▶ Task goal
Answer these about the nomophobia text below, one per line:
1. What topic did the conversation with a colleague turn toward?
2. What does the writer check for in their pockets when leaving the house for work?
3. What type of dependency on the mobile phone is nomophobia said to be?

▶ Document text
=======
No More Nomophobia

A conversation with one of my colleagues steered towards a discussion an addiction to mobile phone use. In fact, when I reflected on it later, I recalled that when I leave house for work, I check my pockets to ensure that I have carried my mobile phone. It is become a routine. If I have forgotten it, something feels missing. And when I realize that I have forgotten my mobile phone and I am far away to return to get it, I catch myself cursing me. I feel uncontactable (as if mobile phone is the only way to contact me), unconnected, incomplete, hampered, inconvenienced, in short, debilitated. This dependency on the mobile phone and the related anxiety without it is going unnoticed in people’s lives.

It is not just me. Nomophobia is on the rise. Nomophobia (No Mo-bile Phone Phobia) is a term that describes a phenomenon notices in people where they fear being without a mobile phone or without mobile phone contact. It is a type of psychological and physical dependency on the mobile phone. Numerous research studies are being carried out on this subject.
=======
▶ Record excerpts
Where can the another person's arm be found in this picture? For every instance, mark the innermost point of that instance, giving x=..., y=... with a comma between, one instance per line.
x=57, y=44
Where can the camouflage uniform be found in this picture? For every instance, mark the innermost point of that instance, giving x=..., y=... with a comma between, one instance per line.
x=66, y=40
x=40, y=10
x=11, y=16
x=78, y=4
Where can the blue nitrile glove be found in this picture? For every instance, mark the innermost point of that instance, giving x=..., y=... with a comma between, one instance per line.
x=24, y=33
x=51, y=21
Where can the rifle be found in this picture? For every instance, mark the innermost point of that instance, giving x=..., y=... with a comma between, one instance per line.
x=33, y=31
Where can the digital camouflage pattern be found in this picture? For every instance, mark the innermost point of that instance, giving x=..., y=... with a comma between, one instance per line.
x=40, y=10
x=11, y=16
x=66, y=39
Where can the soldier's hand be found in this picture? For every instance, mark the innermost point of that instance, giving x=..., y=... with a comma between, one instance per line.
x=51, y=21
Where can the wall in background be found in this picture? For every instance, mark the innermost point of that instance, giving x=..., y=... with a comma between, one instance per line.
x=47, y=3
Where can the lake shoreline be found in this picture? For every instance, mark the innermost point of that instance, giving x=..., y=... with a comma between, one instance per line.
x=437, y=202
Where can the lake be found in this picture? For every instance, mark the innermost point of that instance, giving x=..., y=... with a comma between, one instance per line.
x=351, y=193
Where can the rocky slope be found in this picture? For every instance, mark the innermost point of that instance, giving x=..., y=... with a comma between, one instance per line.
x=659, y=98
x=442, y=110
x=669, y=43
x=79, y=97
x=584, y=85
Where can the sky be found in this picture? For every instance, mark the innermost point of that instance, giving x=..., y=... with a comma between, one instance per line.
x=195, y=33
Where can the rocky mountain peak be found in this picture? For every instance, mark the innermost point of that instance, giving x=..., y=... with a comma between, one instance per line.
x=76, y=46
=======
▶ Task output
1. An addiction to mobile phone use.
2. Their mobile phone.
3. A psychological and physical dependency.